(Records drawn from a dataset)
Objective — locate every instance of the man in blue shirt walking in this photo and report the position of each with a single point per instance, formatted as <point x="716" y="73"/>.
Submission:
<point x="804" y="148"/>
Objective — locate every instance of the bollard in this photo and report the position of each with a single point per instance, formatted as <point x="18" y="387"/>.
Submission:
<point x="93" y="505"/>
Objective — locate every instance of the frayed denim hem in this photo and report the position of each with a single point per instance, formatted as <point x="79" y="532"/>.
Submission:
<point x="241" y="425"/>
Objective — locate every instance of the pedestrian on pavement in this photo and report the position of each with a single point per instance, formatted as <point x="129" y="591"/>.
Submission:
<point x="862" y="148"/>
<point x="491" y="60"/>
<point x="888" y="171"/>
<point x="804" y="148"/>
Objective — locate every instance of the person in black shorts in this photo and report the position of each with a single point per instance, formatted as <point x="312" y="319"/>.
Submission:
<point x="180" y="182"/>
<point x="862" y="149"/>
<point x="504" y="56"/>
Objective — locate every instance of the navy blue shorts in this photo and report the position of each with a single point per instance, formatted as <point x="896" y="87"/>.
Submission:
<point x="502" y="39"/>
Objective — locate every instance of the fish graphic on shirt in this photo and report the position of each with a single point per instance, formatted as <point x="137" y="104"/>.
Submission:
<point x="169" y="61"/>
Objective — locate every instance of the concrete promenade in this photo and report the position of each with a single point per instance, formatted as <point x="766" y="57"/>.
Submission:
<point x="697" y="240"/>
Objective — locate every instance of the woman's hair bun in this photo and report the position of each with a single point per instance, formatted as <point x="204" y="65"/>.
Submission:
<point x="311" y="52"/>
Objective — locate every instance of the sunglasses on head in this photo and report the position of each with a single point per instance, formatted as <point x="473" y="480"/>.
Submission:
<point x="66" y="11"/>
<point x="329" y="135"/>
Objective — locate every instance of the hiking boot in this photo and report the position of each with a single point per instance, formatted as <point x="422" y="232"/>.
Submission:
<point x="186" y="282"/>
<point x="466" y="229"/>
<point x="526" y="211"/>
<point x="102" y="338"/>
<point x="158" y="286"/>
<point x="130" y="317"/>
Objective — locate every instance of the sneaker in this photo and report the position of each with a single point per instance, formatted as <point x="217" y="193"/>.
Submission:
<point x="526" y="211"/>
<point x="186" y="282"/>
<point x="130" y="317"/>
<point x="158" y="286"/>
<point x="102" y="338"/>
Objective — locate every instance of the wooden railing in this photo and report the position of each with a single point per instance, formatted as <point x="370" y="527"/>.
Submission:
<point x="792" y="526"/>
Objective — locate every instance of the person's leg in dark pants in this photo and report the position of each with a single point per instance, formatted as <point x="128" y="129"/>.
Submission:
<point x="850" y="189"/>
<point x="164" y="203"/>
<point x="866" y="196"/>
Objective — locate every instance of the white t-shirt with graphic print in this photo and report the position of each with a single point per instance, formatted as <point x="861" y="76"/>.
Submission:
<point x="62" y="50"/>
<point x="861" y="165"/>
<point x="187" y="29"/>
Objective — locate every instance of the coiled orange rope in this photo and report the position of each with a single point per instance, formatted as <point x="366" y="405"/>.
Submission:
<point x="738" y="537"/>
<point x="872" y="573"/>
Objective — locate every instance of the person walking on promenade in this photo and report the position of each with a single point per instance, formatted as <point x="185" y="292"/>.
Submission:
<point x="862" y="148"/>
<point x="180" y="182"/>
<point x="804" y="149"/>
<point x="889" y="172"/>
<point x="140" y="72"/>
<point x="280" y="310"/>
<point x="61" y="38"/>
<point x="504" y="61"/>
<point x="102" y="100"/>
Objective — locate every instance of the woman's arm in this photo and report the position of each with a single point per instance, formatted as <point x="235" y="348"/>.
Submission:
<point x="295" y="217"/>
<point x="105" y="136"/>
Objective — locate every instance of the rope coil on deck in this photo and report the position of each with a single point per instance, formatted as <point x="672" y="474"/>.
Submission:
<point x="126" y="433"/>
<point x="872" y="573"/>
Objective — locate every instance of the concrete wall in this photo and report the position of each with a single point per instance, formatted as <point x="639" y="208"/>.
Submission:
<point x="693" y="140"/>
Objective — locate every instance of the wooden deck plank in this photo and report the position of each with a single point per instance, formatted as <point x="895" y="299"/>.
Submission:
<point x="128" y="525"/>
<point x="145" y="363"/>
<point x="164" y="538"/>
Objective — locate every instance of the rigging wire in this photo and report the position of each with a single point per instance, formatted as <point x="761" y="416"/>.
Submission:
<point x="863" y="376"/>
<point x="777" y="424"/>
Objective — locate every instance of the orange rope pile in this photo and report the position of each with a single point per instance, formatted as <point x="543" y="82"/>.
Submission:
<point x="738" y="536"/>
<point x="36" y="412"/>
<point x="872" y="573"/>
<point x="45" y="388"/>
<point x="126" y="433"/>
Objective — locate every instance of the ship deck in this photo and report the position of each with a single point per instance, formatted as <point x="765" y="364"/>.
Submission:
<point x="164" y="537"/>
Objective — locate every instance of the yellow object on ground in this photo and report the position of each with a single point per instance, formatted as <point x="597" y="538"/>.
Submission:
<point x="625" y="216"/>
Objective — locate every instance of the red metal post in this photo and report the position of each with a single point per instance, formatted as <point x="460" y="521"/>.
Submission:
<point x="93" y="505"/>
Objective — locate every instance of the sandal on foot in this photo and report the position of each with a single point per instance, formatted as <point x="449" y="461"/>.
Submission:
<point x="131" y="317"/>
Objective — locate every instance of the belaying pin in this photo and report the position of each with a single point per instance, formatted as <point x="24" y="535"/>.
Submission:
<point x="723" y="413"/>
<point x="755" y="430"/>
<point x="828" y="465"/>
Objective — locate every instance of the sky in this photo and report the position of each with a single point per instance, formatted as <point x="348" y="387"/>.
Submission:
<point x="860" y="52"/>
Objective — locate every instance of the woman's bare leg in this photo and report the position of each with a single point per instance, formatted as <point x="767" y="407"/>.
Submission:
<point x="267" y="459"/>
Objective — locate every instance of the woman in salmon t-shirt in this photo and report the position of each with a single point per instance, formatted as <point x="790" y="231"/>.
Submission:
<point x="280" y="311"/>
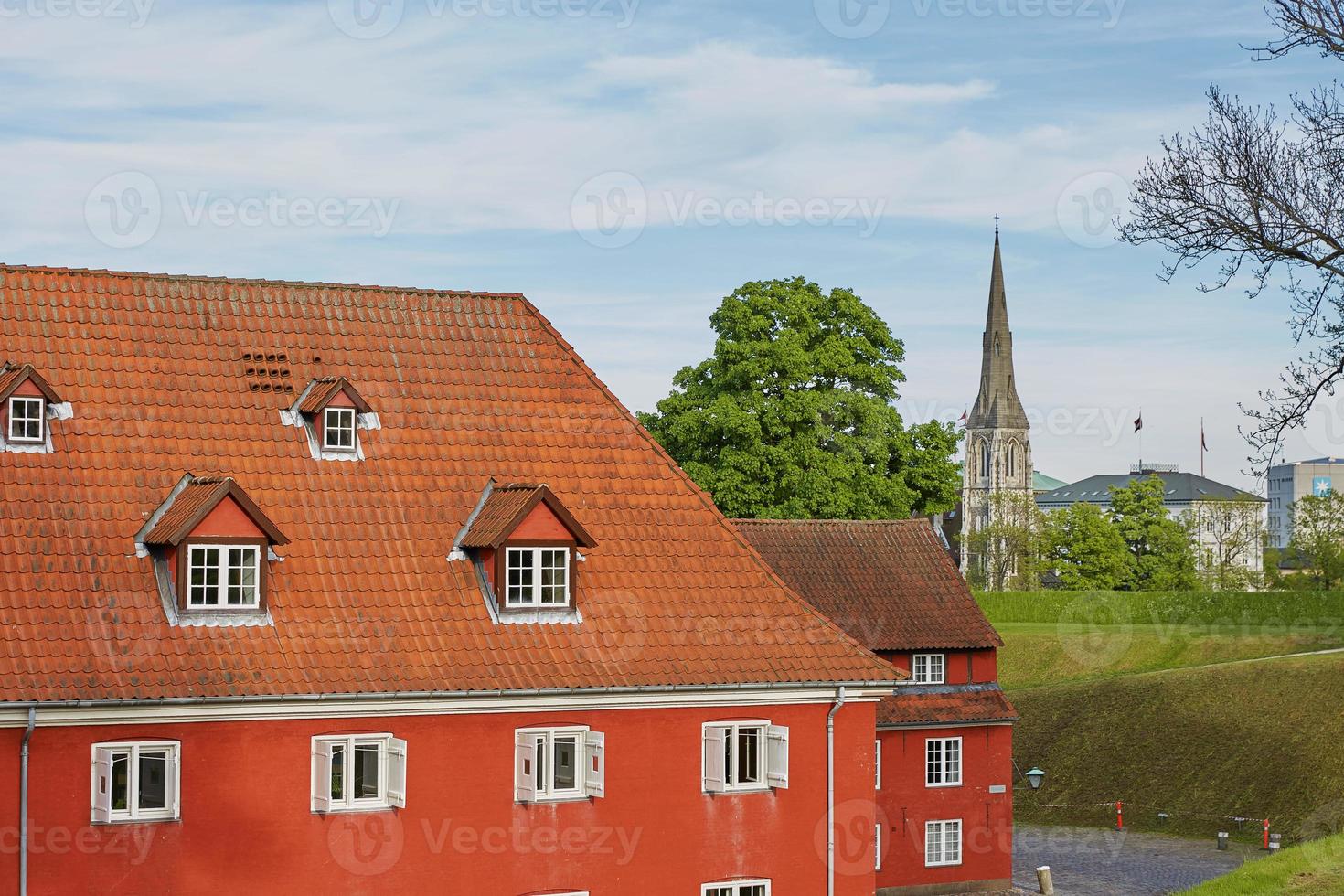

— WHAT IS BEING ASKED —
Without the pictures, return the records above exactly as written.

— OUTPUT FOR THIS TASK —
Objective — locate every instance of the man in blue shirt walking in this photo and report the position of each with a single point per instance, formatted as <point x="716" y="73"/>.
Submission:
<point x="804" y="148"/>
Objective — locate every instance of the bollard in this photo and report the position of each with a single point per instance, formatted as <point x="18" y="387"/>.
Submission:
<point x="93" y="505"/>
Objective — locate every instance of the frayed denim hem in this photo and report the position of each with a single point per instance, formatted as <point x="79" y="532"/>.
Submission:
<point x="241" y="425"/>
Objective — locate every instance of the pedestrian on pavement in this photo and report the position of each with a single point per instance, formatted as <point x="129" y="591"/>.
Submission:
<point x="862" y="148"/>
<point x="491" y="60"/>
<point x="888" y="171"/>
<point x="804" y="148"/>
Objective — locate every instance of the person in black shorts in this photo and report the position of each with a single point per instance, formatted as <point x="312" y="319"/>.
Submission:
<point x="180" y="182"/>
<point x="862" y="149"/>
<point x="504" y="56"/>
Objective — locate every instance of the navy blue shorts in this photo and report the position of each with a single point per instance, formatted as <point x="896" y="87"/>.
Submission:
<point x="502" y="39"/>
Objective — locate every instance of the fish graphic on shirt in this photo and report the position of each with a single point per instance, formatted as <point x="137" y="104"/>.
Submission:
<point x="169" y="61"/>
Objective — locate every instance of the concrete promenade in this photo and report the position of each with a single point per instance, formatted as <point x="766" y="57"/>.
Submission:
<point x="697" y="240"/>
Objective — locate every instance of the woman's hair bun in this photo and report the position of each with a single point per instance, formatted as <point x="204" y="65"/>.
Submission:
<point x="311" y="52"/>
Objective — locate every instance of the sunglasses on head in this photo and report the position of each with a single point per instance, formatted as <point x="473" y="480"/>.
Submission:
<point x="66" y="11"/>
<point x="329" y="135"/>
Objective — locate every instance of the hiking boot in this photo and report the position of each with a single point per instance, formatted as <point x="422" y="232"/>.
Submission:
<point x="186" y="282"/>
<point x="466" y="229"/>
<point x="526" y="211"/>
<point x="102" y="338"/>
<point x="158" y="286"/>
<point x="130" y="317"/>
Objective — locate every instance of the sneaker in this photo and report the position of each with a single point per instance, formatted as <point x="217" y="193"/>.
Submission:
<point x="526" y="211"/>
<point x="186" y="282"/>
<point x="130" y="317"/>
<point x="158" y="286"/>
<point x="102" y="338"/>
Objective — locate every instance of the wooden railing in this photo and report the position of each with a single point per instance, formatted as <point x="370" y="527"/>.
Submission:
<point x="792" y="526"/>
Objective — locate every instance of the person's leg in dark pants in this photo and report the position of each with a single point per instance, formatted as <point x="128" y="129"/>.
Submission:
<point x="850" y="189"/>
<point x="164" y="203"/>
<point x="866" y="196"/>
Objective — locate every instance of the white t-shirt with graphic print in this photo and report the position of each with a single point per instance, formatted as <point x="861" y="76"/>.
Submission:
<point x="62" y="50"/>
<point x="861" y="165"/>
<point x="187" y="29"/>
Objective — locate every instance of the coiled orange rope in this photo and report the position of each with a single point per instance, formatted as <point x="366" y="405"/>.
Submission:
<point x="738" y="537"/>
<point x="872" y="573"/>
Objective — locate every instance of the person walking on promenade in this photo and report the position of each with a single point per instance, formatted as <point x="185" y="292"/>.
Submission:
<point x="862" y="148"/>
<point x="180" y="182"/>
<point x="804" y="149"/>
<point x="889" y="172"/>
<point x="140" y="72"/>
<point x="280" y="310"/>
<point x="61" y="38"/>
<point x="504" y="61"/>
<point x="102" y="100"/>
Objective — locate every instance of the woman's arm in this photo and report the position of each with a single point per instance, formatted as <point x="235" y="348"/>.
Submission:
<point x="295" y="217"/>
<point x="105" y="136"/>
Objective — locate every instance of the rope coil on deck in this photo and report the position of each with a single point per instance, formatted as <point x="672" y="474"/>.
Submission:
<point x="126" y="433"/>
<point x="872" y="573"/>
Objective — locate every instance of the concrete wall in this photo and report the position of each with a single point per instance, formatted as <point x="639" y="208"/>.
Submission:
<point x="693" y="140"/>
Objective — locate every instance of the wooden deck plank in this photo and report the position of each with a single point per instance, formatted as <point x="895" y="299"/>.
Submission:
<point x="128" y="525"/>
<point x="145" y="363"/>
<point x="164" y="538"/>
Objective — locate every instance of the rigging wire in this photo and report the position of each with a single point per instance, formatted as <point x="761" y="416"/>.
Submission:
<point x="863" y="376"/>
<point x="777" y="424"/>
Objective — locate every instance of the orange rope pile in this photo and report the position of each with a single point per instance, formatted as <point x="543" y="82"/>.
Submission:
<point x="738" y="536"/>
<point x="36" y="412"/>
<point x="872" y="573"/>
<point x="45" y="388"/>
<point x="126" y="433"/>
Objective — locate every instance of the ship deck in this photo and report the position of each with a single point per instance, formatted as <point x="765" y="364"/>.
Submission:
<point x="164" y="537"/>
Objective — locate every instance of the yellow object on ground in this photo and report the position of each with a single point per instance, formatted as <point x="597" y="538"/>.
Submission:
<point x="625" y="216"/>
Objective — locate every instance of the red metal post in this photo and report the position of each with a single point per instance, formatted as <point x="460" y="521"/>.
Submission:
<point x="93" y="505"/>
Objective — locate every instance of the sandal on foot in this photo and report the position of each with a single point per instance, formatted as <point x="449" y="461"/>.
Submission:
<point x="131" y="317"/>
Objective — locate every instance of the belaying pin in this photo and report the position of each with a single point per instance, formatted as <point x="24" y="535"/>.
Submission:
<point x="723" y="413"/>
<point x="755" y="430"/>
<point x="828" y="465"/>
Objective — locate every instance of the sky in this photo and report the position of each with a single point per instance, formatted as <point x="348" y="387"/>.
Submission:
<point x="860" y="52"/>
Objective — locate every instance of the woman's bare leg in this photo and report the position of each with a single point per instance, formatted as <point x="767" y="407"/>.
Submission:
<point x="267" y="459"/>
Objective — locate every instance of the woman in salmon t-shirt in this photo and report the position of each with a single point per instance, formatted as <point x="790" y="231"/>.
Submission:
<point x="280" y="311"/>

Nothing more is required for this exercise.